»»
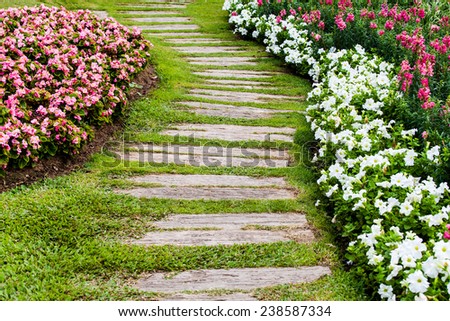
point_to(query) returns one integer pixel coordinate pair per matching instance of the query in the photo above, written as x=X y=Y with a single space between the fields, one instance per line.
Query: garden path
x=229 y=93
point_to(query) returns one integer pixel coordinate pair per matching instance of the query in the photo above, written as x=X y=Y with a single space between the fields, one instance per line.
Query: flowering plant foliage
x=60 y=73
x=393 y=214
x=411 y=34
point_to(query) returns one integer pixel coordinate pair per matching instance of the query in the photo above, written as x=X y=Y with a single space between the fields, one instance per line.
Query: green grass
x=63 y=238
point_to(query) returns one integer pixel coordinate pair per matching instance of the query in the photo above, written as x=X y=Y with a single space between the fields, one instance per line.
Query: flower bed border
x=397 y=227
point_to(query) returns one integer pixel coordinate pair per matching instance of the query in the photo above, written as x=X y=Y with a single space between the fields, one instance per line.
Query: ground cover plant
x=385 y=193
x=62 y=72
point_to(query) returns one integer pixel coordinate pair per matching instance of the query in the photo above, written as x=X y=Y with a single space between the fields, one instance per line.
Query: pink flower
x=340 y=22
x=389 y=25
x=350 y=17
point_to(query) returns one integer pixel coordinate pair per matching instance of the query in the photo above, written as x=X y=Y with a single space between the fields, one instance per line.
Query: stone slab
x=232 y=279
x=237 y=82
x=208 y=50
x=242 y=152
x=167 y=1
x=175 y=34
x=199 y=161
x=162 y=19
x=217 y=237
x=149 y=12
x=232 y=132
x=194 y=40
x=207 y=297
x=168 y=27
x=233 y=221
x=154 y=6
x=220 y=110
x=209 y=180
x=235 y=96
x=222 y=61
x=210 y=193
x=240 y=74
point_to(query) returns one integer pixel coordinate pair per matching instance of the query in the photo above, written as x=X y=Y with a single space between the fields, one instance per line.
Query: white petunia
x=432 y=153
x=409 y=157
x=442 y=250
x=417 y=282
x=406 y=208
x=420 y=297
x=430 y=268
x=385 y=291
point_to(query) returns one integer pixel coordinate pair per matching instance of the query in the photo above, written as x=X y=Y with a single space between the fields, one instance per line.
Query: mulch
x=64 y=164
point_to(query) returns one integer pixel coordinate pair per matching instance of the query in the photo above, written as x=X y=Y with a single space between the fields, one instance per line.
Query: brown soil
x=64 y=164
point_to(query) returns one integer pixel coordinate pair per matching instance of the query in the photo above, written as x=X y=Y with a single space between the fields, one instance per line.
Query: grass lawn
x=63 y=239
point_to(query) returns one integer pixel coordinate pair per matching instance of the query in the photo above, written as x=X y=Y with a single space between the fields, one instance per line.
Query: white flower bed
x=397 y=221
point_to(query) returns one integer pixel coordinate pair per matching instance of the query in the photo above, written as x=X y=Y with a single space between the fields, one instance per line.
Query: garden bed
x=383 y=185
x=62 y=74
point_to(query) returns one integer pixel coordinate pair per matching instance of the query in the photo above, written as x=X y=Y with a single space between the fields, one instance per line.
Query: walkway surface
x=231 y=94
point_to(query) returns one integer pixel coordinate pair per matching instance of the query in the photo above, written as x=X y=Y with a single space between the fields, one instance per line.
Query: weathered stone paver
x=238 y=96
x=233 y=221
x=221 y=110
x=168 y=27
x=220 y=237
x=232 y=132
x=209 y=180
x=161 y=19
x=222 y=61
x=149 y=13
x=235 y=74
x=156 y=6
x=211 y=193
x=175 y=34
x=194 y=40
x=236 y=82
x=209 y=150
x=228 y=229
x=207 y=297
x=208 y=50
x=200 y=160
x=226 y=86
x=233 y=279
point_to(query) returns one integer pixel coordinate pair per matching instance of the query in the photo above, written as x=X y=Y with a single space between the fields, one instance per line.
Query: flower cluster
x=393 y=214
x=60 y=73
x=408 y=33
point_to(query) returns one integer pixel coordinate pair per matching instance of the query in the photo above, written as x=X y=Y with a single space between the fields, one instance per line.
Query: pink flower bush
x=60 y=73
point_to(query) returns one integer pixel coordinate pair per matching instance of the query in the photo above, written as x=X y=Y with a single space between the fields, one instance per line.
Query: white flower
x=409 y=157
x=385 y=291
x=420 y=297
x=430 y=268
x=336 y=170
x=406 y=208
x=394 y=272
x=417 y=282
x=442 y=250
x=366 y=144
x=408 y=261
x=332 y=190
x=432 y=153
««
Retype, without any change, every line from the one with "Query: white flower bed" to the bottom of the listing.

Query: white flower bed
x=397 y=221
point_to(query) returns one integer pixel coordinate pair per matching instance of the query in the photo above, written as x=X y=Y with a single space between the fields, one instance per line.
Query: garden bed
x=383 y=185
x=62 y=74
point_to(query) returns one integer pixel coordinate pair per matching instance of the query in the photo above, written as x=X y=Y with a single space between the fields, one instance per line.
Query: walkway surface
x=231 y=94
point_to(query) returns one integer pixel coordinate pair per matching instance of the query in the photo above, written as x=X y=Y with a single space between the fields, one instance per line.
Query: weathered stone paver
x=238 y=96
x=233 y=221
x=221 y=110
x=168 y=27
x=220 y=237
x=232 y=132
x=209 y=180
x=161 y=19
x=222 y=61
x=149 y=13
x=235 y=74
x=156 y=6
x=211 y=193
x=175 y=34
x=194 y=40
x=236 y=82
x=209 y=150
x=228 y=229
x=207 y=297
x=208 y=50
x=200 y=160
x=226 y=86
x=233 y=279
point_to(query) returns one integer pixel coordinate pair per matching instance of the query in the photo above, written as x=X y=Y with a single space between the fields, one instance per line.
Query: flower cluster
x=393 y=214
x=60 y=73
x=408 y=33
point_to(query) returns one integer pixel coordinate pair per matching instance of the query in the photo above, written as x=X y=Y with a single space between the fields, one instance per line.
Query: pink flower bush
x=60 y=73
point_to(query) returns one integer pixel coordinate pair per matching instance of the query in the photo above, written as x=X y=Y with a single space between the fields, one instance per line.
Query: white flower
x=409 y=157
x=385 y=291
x=420 y=297
x=430 y=268
x=336 y=170
x=406 y=208
x=394 y=272
x=417 y=282
x=442 y=250
x=366 y=144
x=408 y=261
x=332 y=190
x=432 y=153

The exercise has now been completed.